* **Your task**
Copy the entries beginning at the line that has "Where can the black and" and stopping after the line that has "[[641, 352]]", swapping "brown" for "auburn" and leaving everything else untouched.

* **Task data**
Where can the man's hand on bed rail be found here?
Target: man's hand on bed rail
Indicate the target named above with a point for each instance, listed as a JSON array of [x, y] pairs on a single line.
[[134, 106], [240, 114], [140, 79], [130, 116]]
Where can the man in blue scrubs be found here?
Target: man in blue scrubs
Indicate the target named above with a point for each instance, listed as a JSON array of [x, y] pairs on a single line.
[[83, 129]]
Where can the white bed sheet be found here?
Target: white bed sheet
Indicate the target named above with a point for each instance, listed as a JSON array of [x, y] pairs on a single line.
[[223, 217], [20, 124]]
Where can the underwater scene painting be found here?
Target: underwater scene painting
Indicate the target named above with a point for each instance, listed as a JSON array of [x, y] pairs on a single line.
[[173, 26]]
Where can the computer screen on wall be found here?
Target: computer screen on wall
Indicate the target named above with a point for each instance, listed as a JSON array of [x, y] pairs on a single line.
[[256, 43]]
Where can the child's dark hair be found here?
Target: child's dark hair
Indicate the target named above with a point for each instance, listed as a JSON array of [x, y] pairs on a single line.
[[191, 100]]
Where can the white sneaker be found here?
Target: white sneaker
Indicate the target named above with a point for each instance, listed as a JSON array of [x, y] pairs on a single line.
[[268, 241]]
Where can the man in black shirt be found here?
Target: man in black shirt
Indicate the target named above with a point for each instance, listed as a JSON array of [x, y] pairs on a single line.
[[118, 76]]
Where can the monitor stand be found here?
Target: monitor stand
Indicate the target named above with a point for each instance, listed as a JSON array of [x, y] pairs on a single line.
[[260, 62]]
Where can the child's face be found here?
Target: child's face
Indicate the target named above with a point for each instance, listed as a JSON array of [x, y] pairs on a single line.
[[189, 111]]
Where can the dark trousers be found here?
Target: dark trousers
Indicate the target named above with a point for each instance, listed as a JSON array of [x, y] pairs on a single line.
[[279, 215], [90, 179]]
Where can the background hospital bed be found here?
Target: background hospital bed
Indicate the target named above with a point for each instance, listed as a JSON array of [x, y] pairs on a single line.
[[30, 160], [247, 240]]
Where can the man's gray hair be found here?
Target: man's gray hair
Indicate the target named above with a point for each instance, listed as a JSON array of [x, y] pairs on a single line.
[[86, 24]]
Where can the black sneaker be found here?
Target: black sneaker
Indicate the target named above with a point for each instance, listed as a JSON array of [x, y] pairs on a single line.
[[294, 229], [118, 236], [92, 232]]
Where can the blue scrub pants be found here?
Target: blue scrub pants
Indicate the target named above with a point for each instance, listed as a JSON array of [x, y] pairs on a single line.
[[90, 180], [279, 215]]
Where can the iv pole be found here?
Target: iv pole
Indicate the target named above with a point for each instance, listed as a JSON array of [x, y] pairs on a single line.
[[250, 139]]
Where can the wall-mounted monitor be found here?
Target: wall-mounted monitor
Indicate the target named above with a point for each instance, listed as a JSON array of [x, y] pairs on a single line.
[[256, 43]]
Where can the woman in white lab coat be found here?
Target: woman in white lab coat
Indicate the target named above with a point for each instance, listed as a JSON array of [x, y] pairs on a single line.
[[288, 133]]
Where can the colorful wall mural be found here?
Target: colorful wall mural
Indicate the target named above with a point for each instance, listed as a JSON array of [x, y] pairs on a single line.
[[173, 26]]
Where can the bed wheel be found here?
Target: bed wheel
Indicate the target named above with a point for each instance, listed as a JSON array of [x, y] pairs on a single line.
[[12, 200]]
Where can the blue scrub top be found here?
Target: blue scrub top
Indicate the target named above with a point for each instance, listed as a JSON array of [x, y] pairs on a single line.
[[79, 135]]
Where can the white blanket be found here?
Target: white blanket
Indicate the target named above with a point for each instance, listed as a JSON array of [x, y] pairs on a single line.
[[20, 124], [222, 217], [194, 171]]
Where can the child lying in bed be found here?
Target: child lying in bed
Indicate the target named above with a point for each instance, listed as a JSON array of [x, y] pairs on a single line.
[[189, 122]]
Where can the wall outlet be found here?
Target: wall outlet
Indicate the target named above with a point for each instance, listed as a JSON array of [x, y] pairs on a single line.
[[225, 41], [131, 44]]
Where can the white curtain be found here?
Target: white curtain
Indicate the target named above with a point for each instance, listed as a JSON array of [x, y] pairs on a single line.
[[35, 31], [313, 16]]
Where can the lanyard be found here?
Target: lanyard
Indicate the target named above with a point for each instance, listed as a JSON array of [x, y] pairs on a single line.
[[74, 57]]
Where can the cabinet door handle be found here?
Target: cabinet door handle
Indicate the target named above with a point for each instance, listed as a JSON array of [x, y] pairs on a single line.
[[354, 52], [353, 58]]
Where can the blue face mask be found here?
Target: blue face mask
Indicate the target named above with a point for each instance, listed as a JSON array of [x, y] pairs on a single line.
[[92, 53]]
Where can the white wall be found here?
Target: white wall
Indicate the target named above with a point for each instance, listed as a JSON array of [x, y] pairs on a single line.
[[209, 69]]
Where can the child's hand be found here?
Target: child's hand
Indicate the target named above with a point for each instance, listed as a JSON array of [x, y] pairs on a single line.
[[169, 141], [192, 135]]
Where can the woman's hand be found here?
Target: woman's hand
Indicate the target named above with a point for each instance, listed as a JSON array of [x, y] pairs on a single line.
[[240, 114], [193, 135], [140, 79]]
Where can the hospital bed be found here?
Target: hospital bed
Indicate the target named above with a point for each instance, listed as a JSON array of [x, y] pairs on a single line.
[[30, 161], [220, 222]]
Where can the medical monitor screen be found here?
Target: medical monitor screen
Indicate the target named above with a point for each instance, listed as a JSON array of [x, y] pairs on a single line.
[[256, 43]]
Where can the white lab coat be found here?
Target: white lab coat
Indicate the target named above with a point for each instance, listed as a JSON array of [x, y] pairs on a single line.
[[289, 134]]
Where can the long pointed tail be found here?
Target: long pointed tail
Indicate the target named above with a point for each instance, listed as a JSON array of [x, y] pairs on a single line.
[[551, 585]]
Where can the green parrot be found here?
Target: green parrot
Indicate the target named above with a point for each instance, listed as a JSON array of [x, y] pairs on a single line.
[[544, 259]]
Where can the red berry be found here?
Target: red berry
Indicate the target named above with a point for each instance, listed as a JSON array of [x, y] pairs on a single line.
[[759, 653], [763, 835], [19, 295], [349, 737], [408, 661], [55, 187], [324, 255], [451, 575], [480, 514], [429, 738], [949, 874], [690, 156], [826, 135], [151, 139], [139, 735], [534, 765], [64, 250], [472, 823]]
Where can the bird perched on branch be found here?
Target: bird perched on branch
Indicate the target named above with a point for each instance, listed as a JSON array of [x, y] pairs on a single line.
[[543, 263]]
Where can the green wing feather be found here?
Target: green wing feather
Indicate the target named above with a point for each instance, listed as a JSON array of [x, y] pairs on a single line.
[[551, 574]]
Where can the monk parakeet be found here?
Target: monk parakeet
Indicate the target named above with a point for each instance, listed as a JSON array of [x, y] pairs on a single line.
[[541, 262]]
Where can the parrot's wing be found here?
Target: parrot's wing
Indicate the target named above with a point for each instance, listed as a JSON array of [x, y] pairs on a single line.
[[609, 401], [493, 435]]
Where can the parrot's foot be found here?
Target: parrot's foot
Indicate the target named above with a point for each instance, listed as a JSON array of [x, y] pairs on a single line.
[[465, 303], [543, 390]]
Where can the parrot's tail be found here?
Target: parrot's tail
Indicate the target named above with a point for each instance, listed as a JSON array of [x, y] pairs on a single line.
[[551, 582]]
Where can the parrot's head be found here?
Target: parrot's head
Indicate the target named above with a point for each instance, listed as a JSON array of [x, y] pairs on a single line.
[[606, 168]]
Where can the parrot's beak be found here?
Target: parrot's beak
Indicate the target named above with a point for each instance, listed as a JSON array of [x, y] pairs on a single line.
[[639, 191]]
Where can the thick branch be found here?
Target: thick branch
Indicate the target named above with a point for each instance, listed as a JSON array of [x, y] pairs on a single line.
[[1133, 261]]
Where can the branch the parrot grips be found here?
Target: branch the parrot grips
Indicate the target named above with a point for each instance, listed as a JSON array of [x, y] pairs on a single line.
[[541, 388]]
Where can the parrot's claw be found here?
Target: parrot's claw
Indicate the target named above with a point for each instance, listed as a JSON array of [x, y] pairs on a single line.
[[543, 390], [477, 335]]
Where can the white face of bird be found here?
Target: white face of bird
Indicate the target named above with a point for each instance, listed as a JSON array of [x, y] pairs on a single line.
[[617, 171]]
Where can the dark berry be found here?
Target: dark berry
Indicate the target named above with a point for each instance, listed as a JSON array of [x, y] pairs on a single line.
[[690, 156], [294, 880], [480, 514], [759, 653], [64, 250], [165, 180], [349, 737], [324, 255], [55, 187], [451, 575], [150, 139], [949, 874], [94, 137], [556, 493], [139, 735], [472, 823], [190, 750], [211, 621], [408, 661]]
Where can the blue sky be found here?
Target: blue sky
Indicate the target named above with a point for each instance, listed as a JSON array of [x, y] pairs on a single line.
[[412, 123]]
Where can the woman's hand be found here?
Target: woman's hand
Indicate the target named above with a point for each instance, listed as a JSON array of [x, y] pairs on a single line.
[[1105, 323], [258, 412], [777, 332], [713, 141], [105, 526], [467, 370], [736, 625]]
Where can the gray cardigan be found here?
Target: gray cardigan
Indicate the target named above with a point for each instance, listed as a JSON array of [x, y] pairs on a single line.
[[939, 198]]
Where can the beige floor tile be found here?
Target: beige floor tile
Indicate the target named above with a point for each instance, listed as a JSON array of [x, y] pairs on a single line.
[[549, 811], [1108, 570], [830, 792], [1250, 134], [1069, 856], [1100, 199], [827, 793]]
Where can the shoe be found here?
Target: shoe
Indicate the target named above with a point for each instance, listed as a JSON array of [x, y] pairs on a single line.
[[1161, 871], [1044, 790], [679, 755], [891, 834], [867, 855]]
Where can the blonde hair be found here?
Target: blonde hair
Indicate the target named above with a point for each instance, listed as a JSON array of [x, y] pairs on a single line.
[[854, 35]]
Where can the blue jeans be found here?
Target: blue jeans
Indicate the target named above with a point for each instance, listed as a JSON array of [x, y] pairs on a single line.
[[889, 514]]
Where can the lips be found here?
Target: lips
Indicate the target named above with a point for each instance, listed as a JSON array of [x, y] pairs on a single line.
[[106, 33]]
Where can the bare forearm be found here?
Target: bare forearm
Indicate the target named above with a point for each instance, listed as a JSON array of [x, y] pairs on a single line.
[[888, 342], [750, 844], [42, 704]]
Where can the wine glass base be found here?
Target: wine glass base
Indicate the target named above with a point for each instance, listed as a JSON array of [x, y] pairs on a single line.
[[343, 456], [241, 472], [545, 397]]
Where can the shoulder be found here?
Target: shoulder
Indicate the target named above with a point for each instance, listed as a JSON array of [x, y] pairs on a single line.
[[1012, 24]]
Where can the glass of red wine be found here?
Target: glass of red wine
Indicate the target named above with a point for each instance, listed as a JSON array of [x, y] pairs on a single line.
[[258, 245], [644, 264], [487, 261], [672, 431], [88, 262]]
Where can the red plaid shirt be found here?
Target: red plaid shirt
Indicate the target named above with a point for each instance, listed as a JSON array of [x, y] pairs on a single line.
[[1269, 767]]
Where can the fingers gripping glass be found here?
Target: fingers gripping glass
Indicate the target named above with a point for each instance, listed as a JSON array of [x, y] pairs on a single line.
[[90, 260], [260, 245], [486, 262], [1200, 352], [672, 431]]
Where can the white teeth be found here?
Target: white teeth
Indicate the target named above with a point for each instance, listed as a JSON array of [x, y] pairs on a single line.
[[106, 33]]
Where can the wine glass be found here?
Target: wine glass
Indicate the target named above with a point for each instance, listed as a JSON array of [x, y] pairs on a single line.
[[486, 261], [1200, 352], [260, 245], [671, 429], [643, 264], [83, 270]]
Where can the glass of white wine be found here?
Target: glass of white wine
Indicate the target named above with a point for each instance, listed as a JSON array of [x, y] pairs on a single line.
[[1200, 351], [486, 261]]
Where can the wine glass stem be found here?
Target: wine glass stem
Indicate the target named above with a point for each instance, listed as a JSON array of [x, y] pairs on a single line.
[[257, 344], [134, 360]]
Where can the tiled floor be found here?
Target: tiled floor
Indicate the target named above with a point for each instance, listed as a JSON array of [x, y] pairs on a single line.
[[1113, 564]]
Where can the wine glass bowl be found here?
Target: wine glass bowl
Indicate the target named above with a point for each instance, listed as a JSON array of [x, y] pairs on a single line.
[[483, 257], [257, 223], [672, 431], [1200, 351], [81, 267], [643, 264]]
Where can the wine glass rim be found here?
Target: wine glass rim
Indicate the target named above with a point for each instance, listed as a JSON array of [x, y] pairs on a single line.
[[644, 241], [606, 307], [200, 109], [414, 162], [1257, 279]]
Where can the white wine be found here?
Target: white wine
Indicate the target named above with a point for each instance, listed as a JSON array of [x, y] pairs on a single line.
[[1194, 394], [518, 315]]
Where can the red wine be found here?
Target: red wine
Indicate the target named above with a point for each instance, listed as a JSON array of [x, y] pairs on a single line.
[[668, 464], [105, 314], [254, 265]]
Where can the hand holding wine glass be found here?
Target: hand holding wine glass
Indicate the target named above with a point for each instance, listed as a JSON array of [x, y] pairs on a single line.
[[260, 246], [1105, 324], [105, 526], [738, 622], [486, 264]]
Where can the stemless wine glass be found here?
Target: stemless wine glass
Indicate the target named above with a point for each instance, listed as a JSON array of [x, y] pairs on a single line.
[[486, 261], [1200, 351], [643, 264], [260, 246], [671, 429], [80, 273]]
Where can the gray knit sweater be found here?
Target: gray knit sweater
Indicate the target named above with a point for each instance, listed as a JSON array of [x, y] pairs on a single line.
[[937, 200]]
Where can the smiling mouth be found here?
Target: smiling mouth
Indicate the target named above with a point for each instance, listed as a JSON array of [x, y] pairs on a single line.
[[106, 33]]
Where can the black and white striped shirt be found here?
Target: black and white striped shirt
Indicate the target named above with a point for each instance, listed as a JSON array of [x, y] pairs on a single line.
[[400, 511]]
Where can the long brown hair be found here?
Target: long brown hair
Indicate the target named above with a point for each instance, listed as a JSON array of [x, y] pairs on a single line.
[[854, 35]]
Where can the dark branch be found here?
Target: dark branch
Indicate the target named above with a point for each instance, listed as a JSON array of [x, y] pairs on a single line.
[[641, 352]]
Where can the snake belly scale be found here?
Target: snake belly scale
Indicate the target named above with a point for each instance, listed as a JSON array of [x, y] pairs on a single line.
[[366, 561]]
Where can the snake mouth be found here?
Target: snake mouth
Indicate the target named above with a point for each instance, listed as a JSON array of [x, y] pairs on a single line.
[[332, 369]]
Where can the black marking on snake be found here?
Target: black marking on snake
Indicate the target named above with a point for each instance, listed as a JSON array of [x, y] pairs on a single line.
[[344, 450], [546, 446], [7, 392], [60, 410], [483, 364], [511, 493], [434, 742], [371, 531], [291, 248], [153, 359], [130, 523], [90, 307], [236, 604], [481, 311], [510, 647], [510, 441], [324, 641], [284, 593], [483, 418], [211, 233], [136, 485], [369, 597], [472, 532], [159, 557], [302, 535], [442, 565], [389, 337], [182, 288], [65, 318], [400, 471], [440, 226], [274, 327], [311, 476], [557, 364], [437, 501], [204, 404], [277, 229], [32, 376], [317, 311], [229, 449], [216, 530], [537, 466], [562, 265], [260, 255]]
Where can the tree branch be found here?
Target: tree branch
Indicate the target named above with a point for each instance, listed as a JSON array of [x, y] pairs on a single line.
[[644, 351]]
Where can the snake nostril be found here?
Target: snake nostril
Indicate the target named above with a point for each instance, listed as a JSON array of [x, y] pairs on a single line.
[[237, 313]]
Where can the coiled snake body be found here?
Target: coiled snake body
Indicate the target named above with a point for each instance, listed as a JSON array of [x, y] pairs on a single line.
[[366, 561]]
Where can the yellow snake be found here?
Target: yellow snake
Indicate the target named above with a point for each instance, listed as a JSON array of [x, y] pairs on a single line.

* **Result for this task**
Where can the black and white striped shirt be found here?
Target: black and white striped shirt
Indicate the target named above with a point for each instance, listed as a JSON array of [x, y] pairs on a single line.
[[400, 511]]
Where can the long auburn hair be found here?
Target: long auburn hair
Indicate the target named above with a point for each instance, listed as a JSON array of [x, y] pairs on a single line.
[[854, 35]]
Where can the dark branch be found here?
Target: dark branch
Indicate the target named above with a point for each instance, listed as a JSON array of [x, y] pairs on a single line.
[[641, 352]]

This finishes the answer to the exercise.